### DATA TO USE ###

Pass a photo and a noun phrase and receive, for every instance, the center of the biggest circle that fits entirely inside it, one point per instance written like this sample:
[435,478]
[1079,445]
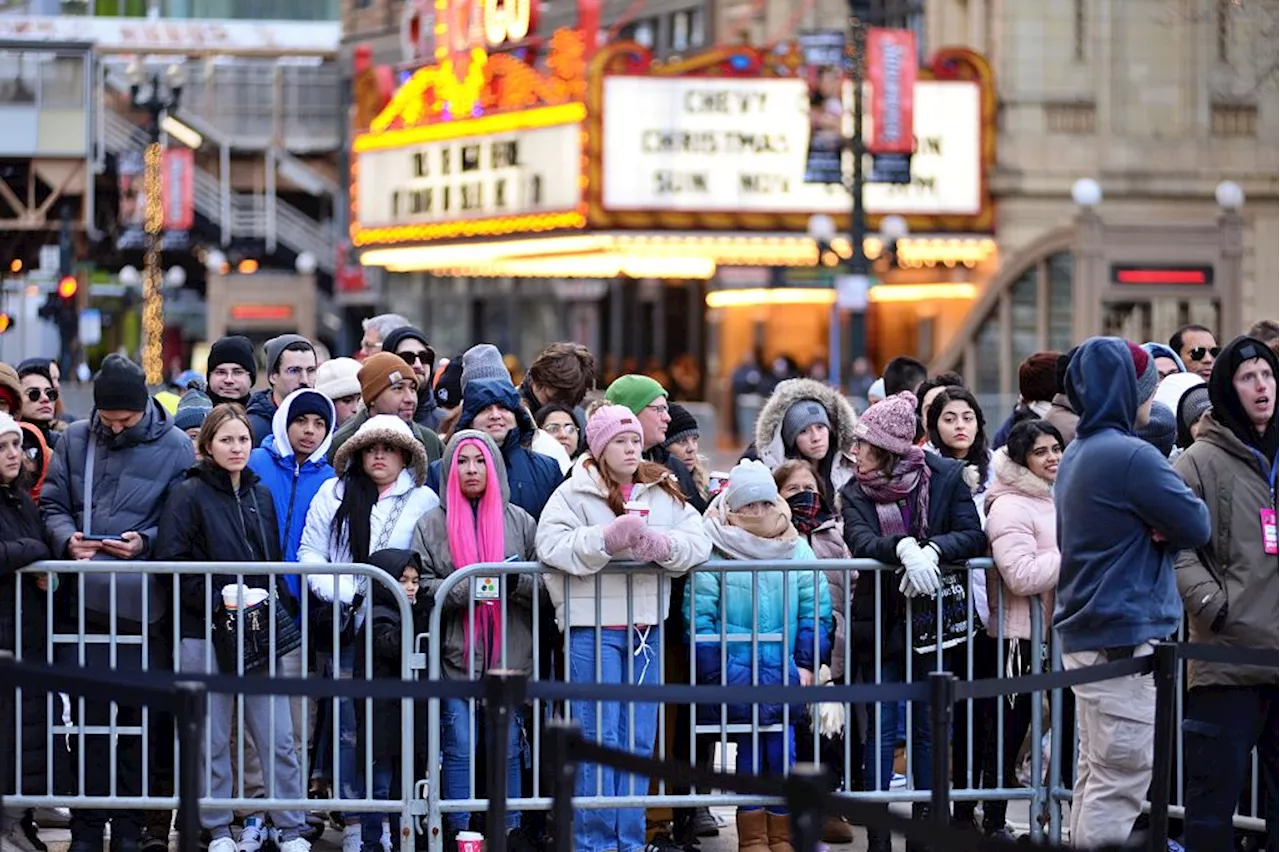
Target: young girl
[750,521]
[476,522]
[585,525]
[220,512]
[910,508]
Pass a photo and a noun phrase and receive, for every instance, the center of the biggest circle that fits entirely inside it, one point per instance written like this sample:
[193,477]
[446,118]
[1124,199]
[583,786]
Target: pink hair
[475,534]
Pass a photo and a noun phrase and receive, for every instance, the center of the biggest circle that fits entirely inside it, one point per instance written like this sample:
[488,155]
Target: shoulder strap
[90,452]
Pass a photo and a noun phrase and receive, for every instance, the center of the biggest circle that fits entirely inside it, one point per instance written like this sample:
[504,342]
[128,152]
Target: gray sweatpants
[218,782]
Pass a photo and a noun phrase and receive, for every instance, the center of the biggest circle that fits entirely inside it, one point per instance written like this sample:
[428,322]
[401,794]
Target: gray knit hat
[801,416]
[483,361]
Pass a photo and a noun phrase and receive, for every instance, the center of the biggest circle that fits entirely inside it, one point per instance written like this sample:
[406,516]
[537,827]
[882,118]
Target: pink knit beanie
[890,424]
[607,422]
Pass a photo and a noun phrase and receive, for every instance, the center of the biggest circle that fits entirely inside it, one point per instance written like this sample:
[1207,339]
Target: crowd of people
[1132,488]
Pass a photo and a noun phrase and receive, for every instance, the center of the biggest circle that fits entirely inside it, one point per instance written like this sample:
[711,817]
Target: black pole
[504,692]
[560,750]
[942,696]
[807,804]
[1162,760]
[191,729]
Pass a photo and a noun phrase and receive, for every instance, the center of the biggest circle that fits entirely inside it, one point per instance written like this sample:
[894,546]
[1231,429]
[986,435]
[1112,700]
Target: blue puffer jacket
[784,605]
[533,477]
[292,485]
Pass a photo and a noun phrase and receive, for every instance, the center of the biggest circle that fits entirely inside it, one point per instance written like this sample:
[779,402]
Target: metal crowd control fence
[110,747]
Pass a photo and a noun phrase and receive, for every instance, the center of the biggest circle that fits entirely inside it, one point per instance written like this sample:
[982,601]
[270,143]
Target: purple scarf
[910,476]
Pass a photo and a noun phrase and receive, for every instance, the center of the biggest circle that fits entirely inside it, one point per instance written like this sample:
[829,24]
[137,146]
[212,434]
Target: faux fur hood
[768,426]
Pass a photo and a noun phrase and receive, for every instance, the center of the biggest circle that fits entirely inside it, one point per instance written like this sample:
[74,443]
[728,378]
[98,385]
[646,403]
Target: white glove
[922,575]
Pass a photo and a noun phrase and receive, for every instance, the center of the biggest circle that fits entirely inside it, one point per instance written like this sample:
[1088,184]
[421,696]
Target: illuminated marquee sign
[695,143]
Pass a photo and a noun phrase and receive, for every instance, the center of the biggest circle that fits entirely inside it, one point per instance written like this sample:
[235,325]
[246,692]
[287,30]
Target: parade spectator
[478,522]
[232,370]
[222,512]
[750,521]
[1196,347]
[1229,590]
[812,421]
[388,386]
[1022,527]
[909,508]
[1121,514]
[112,476]
[411,344]
[585,525]
[22,541]
[291,363]
[376,328]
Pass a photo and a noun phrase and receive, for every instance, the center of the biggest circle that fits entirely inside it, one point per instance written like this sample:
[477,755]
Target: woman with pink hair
[476,523]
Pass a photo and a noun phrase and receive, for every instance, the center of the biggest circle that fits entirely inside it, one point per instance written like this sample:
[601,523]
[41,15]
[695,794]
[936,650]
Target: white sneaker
[252,836]
[352,838]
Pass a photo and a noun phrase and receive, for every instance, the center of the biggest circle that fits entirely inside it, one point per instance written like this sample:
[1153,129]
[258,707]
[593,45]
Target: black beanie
[448,388]
[234,349]
[120,385]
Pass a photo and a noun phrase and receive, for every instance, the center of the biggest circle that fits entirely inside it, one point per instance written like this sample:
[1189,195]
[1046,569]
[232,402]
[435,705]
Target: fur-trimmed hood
[768,426]
[1011,477]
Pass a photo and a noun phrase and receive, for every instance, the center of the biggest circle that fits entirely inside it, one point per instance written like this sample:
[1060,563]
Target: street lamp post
[156,95]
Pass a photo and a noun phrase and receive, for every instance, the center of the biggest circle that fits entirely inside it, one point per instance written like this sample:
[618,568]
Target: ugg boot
[780,832]
[753,832]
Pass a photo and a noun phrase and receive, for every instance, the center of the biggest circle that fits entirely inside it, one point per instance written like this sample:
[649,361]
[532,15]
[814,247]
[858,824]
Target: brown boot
[837,830]
[753,833]
[780,832]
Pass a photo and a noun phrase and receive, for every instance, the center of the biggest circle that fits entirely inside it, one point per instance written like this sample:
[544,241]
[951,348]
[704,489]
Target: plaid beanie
[890,424]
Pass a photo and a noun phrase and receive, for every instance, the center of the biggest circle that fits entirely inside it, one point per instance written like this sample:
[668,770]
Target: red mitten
[622,532]
[652,546]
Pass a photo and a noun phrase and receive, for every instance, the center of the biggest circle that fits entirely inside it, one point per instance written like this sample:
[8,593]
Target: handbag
[954,600]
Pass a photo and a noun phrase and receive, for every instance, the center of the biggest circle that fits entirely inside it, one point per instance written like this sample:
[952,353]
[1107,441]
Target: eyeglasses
[33,394]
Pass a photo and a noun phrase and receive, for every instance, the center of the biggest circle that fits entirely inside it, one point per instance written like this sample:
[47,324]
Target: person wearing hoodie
[493,407]
[232,370]
[22,543]
[584,527]
[220,512]
[411,344]
[750,521]
[1121,516]
[291,363]
[1230,590]
[910,508]
[808,420]
[478,522]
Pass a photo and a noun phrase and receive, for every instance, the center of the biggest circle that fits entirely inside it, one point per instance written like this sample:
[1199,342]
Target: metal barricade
[141,632]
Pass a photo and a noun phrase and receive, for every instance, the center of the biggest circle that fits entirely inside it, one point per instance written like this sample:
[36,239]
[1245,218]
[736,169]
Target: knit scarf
[476,536]
[910,477]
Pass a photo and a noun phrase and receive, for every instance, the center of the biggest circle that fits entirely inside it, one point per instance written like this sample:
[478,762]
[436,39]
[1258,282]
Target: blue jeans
[457,752]
[616,725]
[885,740]
[767,757]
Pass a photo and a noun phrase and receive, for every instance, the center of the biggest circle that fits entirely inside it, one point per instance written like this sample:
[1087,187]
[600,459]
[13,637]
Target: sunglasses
[33,394]
[1200,352]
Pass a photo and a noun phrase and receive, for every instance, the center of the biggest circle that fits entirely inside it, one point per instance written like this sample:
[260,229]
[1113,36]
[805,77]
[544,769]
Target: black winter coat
[209,521]
[954,527]
[22,541]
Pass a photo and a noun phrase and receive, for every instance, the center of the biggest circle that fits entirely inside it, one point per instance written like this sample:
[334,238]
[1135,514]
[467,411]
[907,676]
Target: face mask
[805,508]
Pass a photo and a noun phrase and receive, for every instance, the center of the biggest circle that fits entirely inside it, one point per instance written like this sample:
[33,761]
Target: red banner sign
[891,71]
[179,202]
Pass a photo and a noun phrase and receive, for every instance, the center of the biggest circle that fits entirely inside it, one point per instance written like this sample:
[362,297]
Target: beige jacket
[571,541]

###

→ **EXERCISE DETAILS**
Go through the listing above and write it all out exactly, leaving out any picture.

→ **COMPLETE OUTPUT**
Pass a photo and a noun phrase and receive, for every instance, the center of the biggest circle that fits entirely inside it, one point per instance written like this sample:
[435,478]
[1079,445]
Target: young girl
[750,521]
[476,522]
[585,525]
[220,512]
[910,508]
Pass a photo and a noun phrase and receive, for every instance, the center of the biggest circle that fits entirely inside it, one point per instance written like this sample:
[193,477]
[446,118]
[1124,199]
[583,786]
Target: pink hair
[475,534]
Pass a photo and a noun phrase and receive, for every instance, the center of the biggest circle that fits entirely inside it, one point per instance written like this sample:
[488,155]
Target: shoulder strap
[90,452]
Pass a photo and a noun phrase and receive, for every instance, the center of the biggest circle that fits entirely inside it, one point per instance written like this sample:
[504,342]
[128,152]
Target: gray sweatpants
[218,782]
Pass a photo and a noun phrase and receive, for every instance, the center of the biggest circle that fits entirely inside it, one point per instance written like this sample:
[428,322]
[401,794]
Target: gray knit hat
[801,416]
[483,361]
Pass a photo and a noun phrase and receive, for every instance, the center of the biggest circle that fits entirely inside it, one point per instance written like this sample:
[406,516]
[537,827]
[882,118]
Target: pink knit beanie
[890,424]
[607,422]
Pass a photo and a noun phrase and receive, for every instance, the center of the biggest circle that fits entirely inside it, one point per instance written like this sample:
[1207,339]
Target: crowd of people
[1132,488]
Pass a photo and a noun phrase and receive, for every instance, the center of the biggest circle that fits entirely inside it, one point per instance written like this sample:
[711,817]
Target: black pole
[504,692]
[560,750]
[942,696]
[807,804]
[1162,760]
[191,729]
Pass a photo and a noun phrase and receive, for every instance, the center of the biggest circle that fits entirely inside it, one point per instance written like this sample:
[894,546]
[1231,429]
[986,435]
[1112,700]
Target: blue puffer jacket
[784,605]
[533,477]
[292,485]
Pass a photo and a noun phrase and receive, for every instance, the center of the biggest circle that fits entirely inside it, one point per instance written like this sample:
[779,402]
Target: metal crowd control fence
[110,747]
Pass a photo and a noun phrase and receive, for every instance, the center of the biggest circle that fits entirely inside it, one point per instance written like this sample:
[982,601]
[270,143]
Target: purple scarf
[910,476]
Pass a photo and a noun phrase and receive, for every instance, the center of the biggest circle that fits entirely inside it, one point per instance written like this sample:
[829,24]
[137,146]
[212,434]
Target: faux fur hood
[768,426]
Pass a photo and a noun phrase and receive, for every instance, the center of the biggest circle that fits entirely inside it, one point per instance written like this sample:
[74,443]
[728,378]
[98,385]
[646,403]
Target: white glove
[922,575]
Pass a photo and a noun phrase and receive, for every instance, the center of the biggest circle that fits entirely inside it, one point per instance written like this sample:
[1088,184]
[421,696]
Target: illuminated marquee sign
[695,143]
Pass a photo and a noun phrase and receive, for every instance, the center of the biggest circle that fits entirely inside it, one point per instance written like this sample:
[235,325]
[246,692]
[287,30]
Target: parade spectator
[478,522]
[232,370]
[222,512]
[750,521]
[1196,347]
[1229,590]
[812,421]
[388,386]
[1022,527]
[909,508]
[1121,514]
[112,476]
[411,344]
[585,525]
[22,541]
[291,363]
[376,328]
Pass a photo and a noun phrase and receive, for every instance, the center of the biggest circle that fits entirely inside it, one point per instance written like this sample:
[477,755]
Target: woman with pink hair
[476,523]
Pass a photo and a noun phrase and receive, for every instance, the center of the biggest circle that fits entirely inside it, one point per instance written like this sample:
[601,523]
[41,15]
[695,794]
[936,650]
Target: white sneaker
[252,836]
[352,838]
Pass a photo and a noun phrase and receive, for every instance, the center of the biggest circle that fits entirely inside it, one point per instance written like this sample:
[1153,129]
[258,707]
[593,45]
Target: black beanie
[448,388]
[234,349]
[120,385]
Pass a photo and a noun phrase and receive, for every instance, the center of the biggest circle that fits entirely inside it, one point per instance written like this sample:
[1189,195]
[1046,569]
[232,402]
[435,705]
Target: fur-trimmed hood
[768,426]
[1011,477]
Pass a photo and a noun phrase and receive, for every instance, the center of the biggest circle that fits entirely inside it, one point per instance written like this sample:
[1060,563]
Target: street lamp post
[156,95]
Pass a photo and a noun phrase and receive, for every instance, the center of the biggest circle that fits entirely inside it, one point per instance written like this sample:
[618,568]
Target: ugg boot
[780,832]
[753,832]
Pass a photo and a noun phrase and receive, for every instance, the center of the biggest circle that fits entirely inside it, one point per instance written like this sample:
[649,361]
[532,15]
[814,247]
[858,824]
Target: brown boot
[837,830]
[753,833]
[780,832]
Pass a photo and a noun phrase and receive, for every instance, the center of the biggest circle that fits entirely inside it, one point per instance written like this sample:
[544,241]
[951,348]
[704,489]
Target: plaid beanie
[890,424]
Pass a photo and a noun phrase and receive, for every instance, the center of the biggest circle that fits entirely inside it, one point per instance written like this sample:
[668,770]
Target: red mitten
[622,532]
[652,546]
Pass a photo and a noun phrase and receive, for every instance, the center of the biggest circle that fits entirely inside it, one point per instance written like this sample:
[8,593]
Target: handbag
[954,600]
Pass a photo and a noun phrase and receive, for every instance, the center of the biggest circle that fits entirely inside it, one point per instance written like this sample:
[952,353]
[1107,441]
Target: eyeglasses
[33,394]
Pass a photo and a noun phrase and receive, for every instance, the center of the biggest circle that fits entirely inside it, one point per instance written like this sample:
[47,324]
Target: person wearing hoodie
[493,407]
[232,370]
[22,543]
[584,527]
[220,512]
[411,344]
[750,521]
[1121,516]
[291,363]
[1230,590]
[910,508]
[808,420]
[478,522]
Pass a photo and a noun phrase and receive, for every instance, the center of the biggest circle that fits entirely inside it, one point per instance written like this sample:
[1199,342]
Target: metal barricade
[141,632]
Pass a photo and a noun phrase and receive, for every instance, the center of the biggest circle that fits entirely inside it, one point per instance written like this sample:
[36,239]
[1245,218]
[736,169]
Target: knit scarf
[476,536]
[910,477]
Pass a photo and a noun phrase and receive, for every instance, the center of the biggest circle that fits entirely inside it, one point per instance written like this sample:
[478,762]
[436,39]
[1258,282]
Target: blue jeans
[457,752]
[616,725]
[885,740]
[767,757]
Pass a photo and a noun phrase and receive, for every instance, the center of the biggest circle that fits entirely inside it, one point per instance written like this sample:
[1087,187]
[600,459]
[13,637]
Target: sunglasses
[33,394]
[1200,352]
Pass a photo and a noun phrase and receive, for every instance, the center of the biggest circle that fits entirely inside it, one point per instance written like this sample:
[260,229]
[1113,36]
[805,77]
[544,769]
Target: black winter coat
[209,521]
[954,527]
[22,541]
Pass a photo and a noun phrase and receive, for every instance, the center of the biggest circle that fits entirely inside it, one point per instance written like this sample:
[334,238]
[1135,514]
[467,411]
[907,676]
Target: face mask
[805,508]
Pass a photo and a noun phrase and receive, for every instance, the center of the biggest circle that fits entirely inside it, one point per instance written like this sample:
[33,761]
Target: red banner sign
[891,71]
[179,202]
Pass a photo and a noun phrase and receive, for every instance, the center of the biggest circle that fits entirely inside it, one point per instance written like this sample:
[362,297]
Target: beige jacket
[571,541]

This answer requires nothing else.